YOUR INSTRUCTIONS:
Only the lines from the one containing "Target: rocky footpath" through the last line of the material should be returned, each exactly as it stands.

DATA FOR ANALYSIS:
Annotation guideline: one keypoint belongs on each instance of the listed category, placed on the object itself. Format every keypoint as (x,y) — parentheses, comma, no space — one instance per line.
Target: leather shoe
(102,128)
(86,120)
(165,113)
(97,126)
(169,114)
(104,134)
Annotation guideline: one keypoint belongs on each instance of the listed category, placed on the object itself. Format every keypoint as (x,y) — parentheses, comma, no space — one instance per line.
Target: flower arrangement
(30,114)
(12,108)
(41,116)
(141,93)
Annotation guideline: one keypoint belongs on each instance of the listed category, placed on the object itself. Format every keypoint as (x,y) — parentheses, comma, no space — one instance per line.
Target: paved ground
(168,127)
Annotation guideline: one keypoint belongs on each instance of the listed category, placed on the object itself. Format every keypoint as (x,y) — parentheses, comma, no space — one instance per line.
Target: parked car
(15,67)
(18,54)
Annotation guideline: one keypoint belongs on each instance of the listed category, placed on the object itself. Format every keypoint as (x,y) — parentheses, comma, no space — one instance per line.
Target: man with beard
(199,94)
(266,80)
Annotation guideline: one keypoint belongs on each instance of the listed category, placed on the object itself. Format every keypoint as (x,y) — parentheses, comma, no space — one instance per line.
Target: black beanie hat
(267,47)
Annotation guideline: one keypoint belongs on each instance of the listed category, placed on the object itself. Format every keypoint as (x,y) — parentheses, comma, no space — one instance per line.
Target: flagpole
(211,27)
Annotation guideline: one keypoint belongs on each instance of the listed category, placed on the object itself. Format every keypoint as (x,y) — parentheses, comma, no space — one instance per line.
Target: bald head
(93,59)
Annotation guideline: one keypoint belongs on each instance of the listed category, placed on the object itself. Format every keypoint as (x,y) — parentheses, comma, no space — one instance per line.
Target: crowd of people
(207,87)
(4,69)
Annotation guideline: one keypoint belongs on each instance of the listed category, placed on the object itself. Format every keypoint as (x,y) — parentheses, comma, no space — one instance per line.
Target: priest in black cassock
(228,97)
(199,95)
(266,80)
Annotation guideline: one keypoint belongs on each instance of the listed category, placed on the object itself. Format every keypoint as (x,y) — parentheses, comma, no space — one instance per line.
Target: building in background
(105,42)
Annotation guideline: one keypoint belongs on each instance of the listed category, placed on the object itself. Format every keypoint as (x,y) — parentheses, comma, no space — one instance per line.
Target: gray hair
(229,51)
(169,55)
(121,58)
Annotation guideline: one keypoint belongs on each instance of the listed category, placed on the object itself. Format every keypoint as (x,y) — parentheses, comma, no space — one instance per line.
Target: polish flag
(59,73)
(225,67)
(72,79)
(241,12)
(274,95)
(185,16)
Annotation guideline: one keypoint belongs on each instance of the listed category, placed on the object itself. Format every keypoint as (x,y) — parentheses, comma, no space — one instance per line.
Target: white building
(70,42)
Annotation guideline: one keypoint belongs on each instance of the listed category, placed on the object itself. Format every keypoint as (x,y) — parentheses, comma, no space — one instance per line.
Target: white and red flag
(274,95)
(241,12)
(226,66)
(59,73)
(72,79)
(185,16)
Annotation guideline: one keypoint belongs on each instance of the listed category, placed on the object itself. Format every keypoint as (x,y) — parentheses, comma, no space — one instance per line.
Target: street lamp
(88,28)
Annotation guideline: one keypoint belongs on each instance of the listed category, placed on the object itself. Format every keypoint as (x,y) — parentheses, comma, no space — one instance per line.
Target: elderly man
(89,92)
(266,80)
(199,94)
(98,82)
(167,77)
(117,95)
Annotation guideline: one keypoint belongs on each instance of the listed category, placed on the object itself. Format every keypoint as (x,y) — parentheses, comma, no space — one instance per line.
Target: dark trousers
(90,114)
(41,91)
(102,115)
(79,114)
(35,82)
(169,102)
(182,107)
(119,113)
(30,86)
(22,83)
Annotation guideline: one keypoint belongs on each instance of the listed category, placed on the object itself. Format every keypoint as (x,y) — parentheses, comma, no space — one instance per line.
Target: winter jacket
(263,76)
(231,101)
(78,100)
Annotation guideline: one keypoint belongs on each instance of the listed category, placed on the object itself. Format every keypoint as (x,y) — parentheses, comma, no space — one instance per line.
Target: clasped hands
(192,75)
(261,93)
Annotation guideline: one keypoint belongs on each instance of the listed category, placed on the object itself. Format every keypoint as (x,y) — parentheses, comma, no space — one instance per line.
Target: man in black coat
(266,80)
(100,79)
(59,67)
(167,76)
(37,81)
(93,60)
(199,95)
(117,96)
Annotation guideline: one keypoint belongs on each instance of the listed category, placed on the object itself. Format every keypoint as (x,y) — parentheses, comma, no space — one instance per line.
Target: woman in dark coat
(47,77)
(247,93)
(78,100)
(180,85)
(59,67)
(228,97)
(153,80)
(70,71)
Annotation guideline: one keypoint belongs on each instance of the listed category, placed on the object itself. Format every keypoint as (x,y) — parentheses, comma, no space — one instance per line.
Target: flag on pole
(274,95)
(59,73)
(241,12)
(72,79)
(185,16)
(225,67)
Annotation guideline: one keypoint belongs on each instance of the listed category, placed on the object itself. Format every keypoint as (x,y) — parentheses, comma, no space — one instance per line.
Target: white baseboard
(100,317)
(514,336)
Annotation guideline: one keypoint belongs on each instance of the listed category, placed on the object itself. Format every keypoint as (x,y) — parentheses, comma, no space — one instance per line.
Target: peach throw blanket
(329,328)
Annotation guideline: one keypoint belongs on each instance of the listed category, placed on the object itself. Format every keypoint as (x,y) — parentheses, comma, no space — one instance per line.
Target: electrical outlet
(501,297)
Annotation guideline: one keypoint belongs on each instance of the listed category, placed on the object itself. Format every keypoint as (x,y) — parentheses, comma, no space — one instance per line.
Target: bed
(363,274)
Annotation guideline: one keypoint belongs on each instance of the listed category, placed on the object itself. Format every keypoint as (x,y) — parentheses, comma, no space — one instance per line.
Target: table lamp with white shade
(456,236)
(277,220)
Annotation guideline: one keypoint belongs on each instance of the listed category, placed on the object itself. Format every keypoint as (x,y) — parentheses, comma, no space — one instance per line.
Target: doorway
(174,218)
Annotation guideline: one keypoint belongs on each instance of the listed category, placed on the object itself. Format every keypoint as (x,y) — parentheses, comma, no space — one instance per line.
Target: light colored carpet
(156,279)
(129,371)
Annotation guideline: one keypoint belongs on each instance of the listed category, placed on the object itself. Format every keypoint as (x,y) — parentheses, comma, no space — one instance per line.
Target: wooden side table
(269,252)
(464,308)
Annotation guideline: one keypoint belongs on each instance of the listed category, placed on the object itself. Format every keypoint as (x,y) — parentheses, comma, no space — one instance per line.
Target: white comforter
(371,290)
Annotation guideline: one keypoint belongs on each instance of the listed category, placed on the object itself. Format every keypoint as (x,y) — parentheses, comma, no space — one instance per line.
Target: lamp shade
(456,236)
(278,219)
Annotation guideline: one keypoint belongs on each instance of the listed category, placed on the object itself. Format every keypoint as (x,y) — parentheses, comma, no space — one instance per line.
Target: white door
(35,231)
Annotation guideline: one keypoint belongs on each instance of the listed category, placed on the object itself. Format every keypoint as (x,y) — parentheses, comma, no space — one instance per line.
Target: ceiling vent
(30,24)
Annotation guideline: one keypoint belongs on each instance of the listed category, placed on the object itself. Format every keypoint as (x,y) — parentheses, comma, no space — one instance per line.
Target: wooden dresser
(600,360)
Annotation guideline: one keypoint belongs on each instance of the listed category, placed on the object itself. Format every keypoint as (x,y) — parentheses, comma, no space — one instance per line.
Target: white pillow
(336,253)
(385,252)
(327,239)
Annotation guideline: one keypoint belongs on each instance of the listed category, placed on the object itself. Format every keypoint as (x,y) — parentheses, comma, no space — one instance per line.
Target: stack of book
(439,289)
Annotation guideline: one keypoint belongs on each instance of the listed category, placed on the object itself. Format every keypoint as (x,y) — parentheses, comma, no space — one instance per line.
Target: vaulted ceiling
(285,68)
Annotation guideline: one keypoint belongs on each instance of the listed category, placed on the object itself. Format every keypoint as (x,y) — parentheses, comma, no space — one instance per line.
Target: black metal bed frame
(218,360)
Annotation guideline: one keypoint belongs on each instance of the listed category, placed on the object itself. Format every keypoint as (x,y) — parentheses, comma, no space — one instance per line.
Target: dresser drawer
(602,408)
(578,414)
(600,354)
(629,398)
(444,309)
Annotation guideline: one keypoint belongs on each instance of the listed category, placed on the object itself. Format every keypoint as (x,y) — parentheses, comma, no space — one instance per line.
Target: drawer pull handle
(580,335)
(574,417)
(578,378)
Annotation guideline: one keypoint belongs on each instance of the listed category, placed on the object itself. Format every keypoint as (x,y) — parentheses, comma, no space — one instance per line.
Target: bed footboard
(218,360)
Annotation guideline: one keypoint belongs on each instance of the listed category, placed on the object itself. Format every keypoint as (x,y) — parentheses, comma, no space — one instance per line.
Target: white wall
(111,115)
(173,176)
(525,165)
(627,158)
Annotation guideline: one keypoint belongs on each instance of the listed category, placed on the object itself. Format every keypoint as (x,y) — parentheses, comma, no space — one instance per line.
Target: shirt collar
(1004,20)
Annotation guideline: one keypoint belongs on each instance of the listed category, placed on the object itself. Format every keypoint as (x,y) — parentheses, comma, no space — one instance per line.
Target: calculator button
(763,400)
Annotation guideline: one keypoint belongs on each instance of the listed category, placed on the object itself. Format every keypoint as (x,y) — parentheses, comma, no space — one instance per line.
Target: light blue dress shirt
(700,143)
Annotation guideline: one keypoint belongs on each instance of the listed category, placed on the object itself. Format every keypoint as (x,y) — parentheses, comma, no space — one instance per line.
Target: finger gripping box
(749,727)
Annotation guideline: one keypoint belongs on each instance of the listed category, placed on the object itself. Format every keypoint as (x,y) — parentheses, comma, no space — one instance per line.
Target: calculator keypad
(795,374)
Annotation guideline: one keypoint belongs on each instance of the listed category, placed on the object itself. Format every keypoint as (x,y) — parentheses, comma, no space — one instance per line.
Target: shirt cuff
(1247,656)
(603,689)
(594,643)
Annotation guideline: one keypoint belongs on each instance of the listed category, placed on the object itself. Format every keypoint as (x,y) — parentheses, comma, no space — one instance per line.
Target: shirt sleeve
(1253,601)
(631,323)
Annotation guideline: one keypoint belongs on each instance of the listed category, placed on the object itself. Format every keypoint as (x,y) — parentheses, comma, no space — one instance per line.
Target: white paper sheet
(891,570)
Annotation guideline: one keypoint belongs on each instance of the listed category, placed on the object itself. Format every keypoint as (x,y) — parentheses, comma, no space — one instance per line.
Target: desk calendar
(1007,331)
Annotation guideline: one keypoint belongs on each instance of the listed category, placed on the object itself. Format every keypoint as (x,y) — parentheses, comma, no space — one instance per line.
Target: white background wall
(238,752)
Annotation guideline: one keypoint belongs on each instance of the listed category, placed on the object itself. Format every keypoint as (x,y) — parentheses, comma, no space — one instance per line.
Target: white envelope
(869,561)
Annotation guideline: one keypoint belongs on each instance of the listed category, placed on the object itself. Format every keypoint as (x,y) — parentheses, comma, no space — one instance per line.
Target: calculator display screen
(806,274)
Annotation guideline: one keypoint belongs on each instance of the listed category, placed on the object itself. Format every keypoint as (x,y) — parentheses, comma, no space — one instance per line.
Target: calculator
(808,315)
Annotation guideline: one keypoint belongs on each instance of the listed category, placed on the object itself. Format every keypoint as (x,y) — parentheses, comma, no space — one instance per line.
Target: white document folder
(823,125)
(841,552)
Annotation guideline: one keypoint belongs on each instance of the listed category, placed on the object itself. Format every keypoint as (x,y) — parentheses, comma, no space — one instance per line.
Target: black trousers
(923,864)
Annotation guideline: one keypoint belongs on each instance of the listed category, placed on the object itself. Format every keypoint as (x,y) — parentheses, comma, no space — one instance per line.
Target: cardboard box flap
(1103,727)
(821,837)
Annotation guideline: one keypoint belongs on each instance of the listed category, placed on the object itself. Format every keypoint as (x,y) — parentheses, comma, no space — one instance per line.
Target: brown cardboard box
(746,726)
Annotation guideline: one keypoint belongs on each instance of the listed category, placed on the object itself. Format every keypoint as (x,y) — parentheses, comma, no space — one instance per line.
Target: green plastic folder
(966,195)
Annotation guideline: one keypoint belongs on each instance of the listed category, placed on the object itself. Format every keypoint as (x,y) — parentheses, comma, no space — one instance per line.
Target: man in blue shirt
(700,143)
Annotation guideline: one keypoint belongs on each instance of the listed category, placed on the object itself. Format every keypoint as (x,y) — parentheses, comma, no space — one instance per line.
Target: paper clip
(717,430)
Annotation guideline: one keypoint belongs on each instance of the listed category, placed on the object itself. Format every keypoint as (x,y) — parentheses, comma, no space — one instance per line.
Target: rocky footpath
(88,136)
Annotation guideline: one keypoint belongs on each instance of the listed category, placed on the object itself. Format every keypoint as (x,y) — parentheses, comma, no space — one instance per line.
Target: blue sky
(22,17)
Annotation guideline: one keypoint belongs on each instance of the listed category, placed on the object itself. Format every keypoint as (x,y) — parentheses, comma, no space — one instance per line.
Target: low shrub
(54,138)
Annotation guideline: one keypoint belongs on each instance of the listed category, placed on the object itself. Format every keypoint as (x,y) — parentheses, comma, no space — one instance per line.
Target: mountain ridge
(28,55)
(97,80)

TASK OUTPUT:
Target: rocky footpath
(88,136)
Annotation guideline: one keypoint belongs on each instance of the listed category, placed on the object itself. Format every keypoint as (x,y) — parentheses, comma, no space — one instance per line.
Target: blue sky
(22,17)
Annotation guideline: one keypoint belongs on each instance of the listed category, placed on the object itself. Format every keypoint as (x,y) — parentheses, comma, no space — one instance per line.
Target: low shrub
(54,138)
Annotation guideline: one keypoint belongs on each instance of the listed category, placed on the object itself. Format every keypoint as (x,y) — parentheses, comma, no space — one instance per line.
Target: mountain ridge
(28,55)
(97,80)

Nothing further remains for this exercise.